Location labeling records
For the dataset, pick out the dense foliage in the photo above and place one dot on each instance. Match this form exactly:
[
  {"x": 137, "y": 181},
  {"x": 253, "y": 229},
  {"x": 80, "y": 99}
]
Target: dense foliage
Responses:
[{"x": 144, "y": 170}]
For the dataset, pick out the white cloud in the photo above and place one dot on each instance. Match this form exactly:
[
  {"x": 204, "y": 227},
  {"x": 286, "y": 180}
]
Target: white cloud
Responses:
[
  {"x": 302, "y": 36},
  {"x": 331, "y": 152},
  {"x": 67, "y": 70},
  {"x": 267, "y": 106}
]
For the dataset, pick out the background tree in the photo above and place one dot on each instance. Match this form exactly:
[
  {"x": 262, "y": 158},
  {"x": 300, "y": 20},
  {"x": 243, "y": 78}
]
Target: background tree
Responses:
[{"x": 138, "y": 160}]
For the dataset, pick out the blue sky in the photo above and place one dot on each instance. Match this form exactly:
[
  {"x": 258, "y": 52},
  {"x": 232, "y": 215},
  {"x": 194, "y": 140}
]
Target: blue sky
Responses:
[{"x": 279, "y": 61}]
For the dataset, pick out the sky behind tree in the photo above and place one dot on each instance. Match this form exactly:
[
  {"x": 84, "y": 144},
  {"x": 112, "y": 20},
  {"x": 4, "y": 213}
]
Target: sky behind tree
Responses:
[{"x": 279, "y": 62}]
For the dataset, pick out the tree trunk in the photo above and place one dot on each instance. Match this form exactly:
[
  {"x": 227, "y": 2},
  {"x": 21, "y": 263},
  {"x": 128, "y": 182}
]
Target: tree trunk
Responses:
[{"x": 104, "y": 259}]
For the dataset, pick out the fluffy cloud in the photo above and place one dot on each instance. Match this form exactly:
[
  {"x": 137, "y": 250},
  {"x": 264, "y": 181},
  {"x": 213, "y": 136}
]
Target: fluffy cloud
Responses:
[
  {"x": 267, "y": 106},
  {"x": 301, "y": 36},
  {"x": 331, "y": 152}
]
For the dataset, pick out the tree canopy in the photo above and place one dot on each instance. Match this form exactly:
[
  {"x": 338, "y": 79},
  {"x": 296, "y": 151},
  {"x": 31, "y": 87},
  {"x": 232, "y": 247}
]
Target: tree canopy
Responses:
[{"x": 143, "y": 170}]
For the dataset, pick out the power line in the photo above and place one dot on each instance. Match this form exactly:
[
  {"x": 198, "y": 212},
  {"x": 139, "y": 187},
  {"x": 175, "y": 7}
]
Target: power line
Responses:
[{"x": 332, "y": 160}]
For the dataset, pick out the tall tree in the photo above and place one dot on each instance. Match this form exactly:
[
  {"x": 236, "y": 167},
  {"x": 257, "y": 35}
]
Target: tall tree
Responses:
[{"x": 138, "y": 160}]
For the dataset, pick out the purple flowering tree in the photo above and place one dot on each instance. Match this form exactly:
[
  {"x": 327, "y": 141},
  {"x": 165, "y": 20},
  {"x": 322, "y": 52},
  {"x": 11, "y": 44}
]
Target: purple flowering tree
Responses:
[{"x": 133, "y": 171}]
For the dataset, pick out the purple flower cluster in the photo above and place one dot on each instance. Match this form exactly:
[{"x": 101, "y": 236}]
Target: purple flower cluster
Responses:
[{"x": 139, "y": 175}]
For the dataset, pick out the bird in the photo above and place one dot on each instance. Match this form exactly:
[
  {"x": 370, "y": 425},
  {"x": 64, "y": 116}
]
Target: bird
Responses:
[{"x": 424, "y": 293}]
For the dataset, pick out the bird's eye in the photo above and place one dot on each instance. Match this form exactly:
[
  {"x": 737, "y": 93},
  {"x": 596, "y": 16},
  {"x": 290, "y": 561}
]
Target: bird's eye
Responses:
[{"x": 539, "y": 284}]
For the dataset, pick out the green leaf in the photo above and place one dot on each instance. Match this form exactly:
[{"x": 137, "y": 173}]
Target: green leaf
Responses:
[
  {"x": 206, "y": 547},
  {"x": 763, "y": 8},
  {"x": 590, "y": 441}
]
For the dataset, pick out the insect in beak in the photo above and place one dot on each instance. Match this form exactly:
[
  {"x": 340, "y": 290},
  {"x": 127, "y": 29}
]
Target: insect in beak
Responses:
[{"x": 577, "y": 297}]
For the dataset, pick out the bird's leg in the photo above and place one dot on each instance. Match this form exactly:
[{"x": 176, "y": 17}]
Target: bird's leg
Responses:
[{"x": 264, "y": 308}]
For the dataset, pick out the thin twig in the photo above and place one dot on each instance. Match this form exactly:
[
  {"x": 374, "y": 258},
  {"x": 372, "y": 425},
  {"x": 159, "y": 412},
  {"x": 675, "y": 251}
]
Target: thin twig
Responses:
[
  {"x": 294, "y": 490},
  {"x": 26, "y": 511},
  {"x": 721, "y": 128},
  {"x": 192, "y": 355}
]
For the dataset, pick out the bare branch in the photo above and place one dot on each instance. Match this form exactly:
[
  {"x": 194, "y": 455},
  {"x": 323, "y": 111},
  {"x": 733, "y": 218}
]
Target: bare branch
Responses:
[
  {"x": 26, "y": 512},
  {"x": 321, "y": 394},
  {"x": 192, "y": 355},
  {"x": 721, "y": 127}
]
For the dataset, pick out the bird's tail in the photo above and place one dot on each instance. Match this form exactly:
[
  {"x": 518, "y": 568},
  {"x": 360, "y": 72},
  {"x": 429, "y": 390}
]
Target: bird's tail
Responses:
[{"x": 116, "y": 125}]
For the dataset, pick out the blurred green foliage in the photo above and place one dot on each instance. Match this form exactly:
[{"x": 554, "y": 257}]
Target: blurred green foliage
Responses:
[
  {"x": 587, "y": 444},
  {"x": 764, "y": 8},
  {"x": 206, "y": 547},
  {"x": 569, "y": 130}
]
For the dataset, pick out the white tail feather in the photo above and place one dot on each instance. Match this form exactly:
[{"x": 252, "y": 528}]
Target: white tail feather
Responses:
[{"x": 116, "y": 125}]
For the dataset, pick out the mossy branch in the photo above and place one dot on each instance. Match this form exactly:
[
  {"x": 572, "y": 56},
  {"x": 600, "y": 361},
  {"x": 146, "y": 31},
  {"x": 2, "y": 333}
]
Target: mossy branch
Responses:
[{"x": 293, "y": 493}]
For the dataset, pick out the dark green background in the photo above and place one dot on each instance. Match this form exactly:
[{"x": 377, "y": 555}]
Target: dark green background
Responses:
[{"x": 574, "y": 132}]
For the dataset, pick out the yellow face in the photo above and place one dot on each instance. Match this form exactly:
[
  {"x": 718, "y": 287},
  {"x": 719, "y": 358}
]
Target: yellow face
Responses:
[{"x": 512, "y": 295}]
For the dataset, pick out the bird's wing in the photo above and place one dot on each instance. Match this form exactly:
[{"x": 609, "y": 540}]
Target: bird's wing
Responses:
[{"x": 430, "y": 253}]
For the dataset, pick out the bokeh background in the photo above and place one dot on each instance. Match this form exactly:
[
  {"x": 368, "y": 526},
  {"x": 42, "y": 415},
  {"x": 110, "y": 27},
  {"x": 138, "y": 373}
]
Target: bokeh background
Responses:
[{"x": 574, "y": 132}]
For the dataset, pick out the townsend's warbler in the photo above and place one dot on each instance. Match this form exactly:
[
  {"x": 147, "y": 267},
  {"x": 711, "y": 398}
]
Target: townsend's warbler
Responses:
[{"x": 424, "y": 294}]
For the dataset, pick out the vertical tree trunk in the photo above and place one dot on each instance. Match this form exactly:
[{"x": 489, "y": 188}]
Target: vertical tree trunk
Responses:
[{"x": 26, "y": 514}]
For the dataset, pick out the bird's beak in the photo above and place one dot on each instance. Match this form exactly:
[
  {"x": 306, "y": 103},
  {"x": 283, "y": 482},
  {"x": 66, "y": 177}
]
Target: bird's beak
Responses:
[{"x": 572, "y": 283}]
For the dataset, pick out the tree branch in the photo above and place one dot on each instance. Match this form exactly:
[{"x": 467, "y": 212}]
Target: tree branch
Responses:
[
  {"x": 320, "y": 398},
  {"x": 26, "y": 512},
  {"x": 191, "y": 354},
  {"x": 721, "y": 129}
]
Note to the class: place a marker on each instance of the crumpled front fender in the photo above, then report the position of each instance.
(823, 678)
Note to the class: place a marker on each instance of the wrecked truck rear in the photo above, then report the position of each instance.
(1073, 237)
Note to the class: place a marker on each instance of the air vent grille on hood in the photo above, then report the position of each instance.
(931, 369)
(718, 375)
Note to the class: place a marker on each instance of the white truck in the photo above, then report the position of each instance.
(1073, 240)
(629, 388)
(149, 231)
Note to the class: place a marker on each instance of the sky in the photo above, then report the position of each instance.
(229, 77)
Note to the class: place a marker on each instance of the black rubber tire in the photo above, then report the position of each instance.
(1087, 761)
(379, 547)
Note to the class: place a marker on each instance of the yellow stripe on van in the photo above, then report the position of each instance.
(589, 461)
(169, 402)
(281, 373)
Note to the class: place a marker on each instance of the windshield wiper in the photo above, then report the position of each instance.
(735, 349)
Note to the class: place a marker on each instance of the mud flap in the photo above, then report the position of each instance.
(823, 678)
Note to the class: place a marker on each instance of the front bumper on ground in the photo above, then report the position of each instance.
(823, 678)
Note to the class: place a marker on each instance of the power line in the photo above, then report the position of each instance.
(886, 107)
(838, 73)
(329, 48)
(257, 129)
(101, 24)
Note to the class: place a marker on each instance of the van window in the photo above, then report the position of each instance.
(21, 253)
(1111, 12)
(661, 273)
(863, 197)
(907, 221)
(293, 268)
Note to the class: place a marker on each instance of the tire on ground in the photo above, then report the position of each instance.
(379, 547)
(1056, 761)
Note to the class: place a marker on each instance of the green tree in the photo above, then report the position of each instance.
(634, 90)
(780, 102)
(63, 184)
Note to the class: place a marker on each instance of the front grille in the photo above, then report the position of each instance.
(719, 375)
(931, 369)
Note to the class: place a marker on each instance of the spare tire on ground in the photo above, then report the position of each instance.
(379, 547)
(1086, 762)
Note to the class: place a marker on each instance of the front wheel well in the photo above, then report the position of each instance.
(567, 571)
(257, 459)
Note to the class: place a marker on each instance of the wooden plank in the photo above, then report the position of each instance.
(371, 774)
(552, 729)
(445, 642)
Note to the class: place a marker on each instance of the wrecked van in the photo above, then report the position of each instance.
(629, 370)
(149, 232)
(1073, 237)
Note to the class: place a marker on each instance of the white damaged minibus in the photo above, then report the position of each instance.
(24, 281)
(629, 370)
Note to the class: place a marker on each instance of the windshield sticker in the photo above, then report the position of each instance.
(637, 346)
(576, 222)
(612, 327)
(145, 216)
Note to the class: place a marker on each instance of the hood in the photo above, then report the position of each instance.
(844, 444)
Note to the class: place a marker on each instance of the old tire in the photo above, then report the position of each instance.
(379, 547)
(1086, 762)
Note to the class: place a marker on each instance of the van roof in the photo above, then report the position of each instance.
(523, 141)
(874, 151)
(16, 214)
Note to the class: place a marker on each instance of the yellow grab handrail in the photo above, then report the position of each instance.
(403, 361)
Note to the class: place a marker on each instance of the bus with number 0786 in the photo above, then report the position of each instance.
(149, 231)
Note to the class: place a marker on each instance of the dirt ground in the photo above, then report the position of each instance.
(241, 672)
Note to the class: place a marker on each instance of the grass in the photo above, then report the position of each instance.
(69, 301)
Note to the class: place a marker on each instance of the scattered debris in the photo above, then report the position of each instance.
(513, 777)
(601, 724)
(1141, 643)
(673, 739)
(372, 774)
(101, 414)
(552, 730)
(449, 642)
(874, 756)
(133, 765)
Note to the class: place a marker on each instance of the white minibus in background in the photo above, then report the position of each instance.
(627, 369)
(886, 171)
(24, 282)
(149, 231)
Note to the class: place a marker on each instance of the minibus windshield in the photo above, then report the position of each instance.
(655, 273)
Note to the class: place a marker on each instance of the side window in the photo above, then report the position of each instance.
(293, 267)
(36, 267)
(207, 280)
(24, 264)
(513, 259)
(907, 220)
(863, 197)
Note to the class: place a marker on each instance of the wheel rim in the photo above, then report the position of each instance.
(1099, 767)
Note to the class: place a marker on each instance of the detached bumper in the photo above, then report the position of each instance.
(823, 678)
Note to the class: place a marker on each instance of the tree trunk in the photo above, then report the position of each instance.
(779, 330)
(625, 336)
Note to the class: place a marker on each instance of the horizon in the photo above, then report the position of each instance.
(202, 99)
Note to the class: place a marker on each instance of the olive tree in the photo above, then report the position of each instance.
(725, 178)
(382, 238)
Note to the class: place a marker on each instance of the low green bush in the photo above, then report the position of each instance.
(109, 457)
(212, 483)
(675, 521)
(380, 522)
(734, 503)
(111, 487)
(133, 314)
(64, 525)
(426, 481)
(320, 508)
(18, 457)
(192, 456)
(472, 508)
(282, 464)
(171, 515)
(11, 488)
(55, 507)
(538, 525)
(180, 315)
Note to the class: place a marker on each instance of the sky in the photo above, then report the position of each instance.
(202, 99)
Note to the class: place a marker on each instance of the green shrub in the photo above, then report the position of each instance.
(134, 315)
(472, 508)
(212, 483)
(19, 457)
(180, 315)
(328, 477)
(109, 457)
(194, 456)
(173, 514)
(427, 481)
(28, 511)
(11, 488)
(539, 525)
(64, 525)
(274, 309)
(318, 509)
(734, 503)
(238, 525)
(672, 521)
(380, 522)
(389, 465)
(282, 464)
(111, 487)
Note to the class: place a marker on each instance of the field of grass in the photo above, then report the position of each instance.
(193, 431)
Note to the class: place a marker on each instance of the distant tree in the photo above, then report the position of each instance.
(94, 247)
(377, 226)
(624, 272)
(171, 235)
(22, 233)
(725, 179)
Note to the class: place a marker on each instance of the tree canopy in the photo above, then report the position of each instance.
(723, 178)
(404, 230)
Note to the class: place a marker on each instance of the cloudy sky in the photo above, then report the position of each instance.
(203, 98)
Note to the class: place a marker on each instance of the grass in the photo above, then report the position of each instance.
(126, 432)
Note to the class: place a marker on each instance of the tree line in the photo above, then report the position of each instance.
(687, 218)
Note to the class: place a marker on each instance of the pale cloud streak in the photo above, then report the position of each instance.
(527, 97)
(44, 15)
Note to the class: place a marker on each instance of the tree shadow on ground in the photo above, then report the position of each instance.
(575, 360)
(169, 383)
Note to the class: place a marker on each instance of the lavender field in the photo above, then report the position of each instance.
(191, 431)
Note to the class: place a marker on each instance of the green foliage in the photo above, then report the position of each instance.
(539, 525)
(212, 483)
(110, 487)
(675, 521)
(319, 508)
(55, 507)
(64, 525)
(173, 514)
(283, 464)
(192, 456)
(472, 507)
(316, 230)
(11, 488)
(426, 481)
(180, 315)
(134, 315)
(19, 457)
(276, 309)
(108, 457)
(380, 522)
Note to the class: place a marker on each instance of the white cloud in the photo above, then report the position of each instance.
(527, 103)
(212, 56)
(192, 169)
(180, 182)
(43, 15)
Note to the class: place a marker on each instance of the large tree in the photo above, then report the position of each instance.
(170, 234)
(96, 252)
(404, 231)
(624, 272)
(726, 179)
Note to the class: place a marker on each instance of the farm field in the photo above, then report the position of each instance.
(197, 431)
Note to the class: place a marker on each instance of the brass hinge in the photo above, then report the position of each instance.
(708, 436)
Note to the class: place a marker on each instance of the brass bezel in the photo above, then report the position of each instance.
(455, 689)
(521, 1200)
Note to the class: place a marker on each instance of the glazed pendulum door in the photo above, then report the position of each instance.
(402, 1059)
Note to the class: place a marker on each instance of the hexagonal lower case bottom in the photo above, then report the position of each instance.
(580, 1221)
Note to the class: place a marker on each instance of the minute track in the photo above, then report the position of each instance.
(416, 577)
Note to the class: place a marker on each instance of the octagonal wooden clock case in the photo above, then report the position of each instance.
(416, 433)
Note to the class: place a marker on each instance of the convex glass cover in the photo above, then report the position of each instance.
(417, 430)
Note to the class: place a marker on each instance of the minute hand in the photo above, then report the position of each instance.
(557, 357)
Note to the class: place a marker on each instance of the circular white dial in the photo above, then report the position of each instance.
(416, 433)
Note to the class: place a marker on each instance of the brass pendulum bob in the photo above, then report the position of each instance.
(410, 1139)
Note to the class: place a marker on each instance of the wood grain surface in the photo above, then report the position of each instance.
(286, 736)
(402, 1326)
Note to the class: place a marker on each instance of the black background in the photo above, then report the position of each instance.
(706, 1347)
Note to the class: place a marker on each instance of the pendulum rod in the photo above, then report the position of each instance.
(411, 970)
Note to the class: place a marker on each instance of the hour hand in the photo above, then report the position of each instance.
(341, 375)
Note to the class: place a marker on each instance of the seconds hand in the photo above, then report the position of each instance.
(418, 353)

**Task description:**
Starting from the line containing "the black background" and ending with the final line of the data, reproduce each line exactly as it appears, including no other lines.

**Problem solution:**
Note to the class: place a marker on each instance of the black background in the photo above, then report the position of each instance.
(706, 1347)
Note to the class: place a marker on each instance of the pendulum rod in the photo above, then report the position of each instance.
(411, 970)
Note to the class: place a marker on each instance of the hour hand in the photo above, then report the position of each instance.
(341, 375)
Note to the class: place a marker on each instance of the seconds hand in the photo above, then report the position of each instance.
(418, 353)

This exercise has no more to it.